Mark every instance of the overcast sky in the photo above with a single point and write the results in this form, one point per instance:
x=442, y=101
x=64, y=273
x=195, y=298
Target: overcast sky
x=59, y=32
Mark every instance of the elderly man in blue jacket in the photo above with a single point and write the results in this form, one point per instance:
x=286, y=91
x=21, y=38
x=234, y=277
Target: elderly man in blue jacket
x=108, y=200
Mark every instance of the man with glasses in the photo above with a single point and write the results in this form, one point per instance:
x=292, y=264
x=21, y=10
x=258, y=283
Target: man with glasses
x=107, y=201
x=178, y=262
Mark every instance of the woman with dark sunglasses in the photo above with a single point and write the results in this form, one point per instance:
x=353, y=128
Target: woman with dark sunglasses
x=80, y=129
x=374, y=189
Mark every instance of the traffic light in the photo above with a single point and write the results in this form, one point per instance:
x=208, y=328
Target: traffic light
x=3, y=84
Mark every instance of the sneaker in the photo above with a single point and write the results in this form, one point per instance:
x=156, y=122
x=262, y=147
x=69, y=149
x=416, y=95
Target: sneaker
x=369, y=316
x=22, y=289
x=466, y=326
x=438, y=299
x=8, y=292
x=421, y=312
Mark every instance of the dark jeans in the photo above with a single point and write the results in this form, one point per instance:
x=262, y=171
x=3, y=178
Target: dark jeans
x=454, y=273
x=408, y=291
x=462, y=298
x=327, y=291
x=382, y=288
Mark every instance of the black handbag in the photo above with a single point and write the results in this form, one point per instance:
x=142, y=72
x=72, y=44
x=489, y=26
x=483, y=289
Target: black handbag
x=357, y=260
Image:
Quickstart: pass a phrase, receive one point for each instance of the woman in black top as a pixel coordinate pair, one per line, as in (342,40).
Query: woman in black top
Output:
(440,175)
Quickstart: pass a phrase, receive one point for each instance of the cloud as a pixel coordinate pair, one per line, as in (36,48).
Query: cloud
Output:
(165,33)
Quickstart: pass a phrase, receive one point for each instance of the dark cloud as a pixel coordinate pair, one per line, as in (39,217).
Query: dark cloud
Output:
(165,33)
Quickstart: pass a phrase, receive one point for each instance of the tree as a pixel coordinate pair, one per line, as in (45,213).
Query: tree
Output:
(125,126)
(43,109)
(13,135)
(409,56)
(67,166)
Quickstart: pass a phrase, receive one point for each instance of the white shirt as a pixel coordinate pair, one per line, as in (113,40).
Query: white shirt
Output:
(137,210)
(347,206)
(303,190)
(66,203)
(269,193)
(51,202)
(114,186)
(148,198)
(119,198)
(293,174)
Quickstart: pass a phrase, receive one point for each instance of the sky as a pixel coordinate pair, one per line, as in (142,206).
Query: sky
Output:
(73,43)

·····

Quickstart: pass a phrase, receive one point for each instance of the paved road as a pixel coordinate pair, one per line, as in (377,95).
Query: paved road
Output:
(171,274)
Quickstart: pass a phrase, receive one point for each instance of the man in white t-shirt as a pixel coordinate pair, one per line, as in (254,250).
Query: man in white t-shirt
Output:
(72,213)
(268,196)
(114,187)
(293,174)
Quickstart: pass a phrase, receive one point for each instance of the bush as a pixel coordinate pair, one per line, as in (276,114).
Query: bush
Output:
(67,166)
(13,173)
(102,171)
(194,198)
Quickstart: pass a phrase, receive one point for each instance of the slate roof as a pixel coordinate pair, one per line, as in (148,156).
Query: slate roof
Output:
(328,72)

·····

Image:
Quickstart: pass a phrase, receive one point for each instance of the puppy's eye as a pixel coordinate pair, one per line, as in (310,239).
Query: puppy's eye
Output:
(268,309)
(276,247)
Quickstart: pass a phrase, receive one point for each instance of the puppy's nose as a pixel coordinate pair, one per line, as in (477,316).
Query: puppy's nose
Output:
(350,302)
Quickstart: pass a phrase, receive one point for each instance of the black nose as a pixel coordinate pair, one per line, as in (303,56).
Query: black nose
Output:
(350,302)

·····

**Task to complete:**
Report every line of the data above that contains the string "white" by copying it in full.

**Answer space:**
Quickstart: pass a phrase, receive one point for each instance of the white shirt as a pixel coordinate pair, one per line, as in (113,40).
Query: white shirt
Quickstart: pass a phrase, receive one point for each instance of the man in white t-shirt as a pixel coordinate pair, one per line, as in (254,250).
Query: man in white t-shirt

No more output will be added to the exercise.